**OBJECTIVE:**
Return every entry below word for word, but leave out the pictures.

Source data

::::::::

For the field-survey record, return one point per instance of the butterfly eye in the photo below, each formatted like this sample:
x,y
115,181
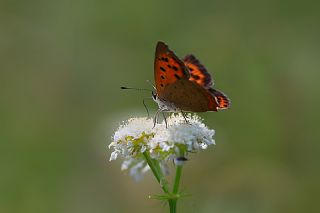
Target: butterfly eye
x,y
154,95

::::::::

**THE ANSWER:**
For the field-survey record, return one point per instance of the butterfly eye in the photo below, each formatted like this sample:
x,y
115,181
Target: butterfly eye
x,y
154,95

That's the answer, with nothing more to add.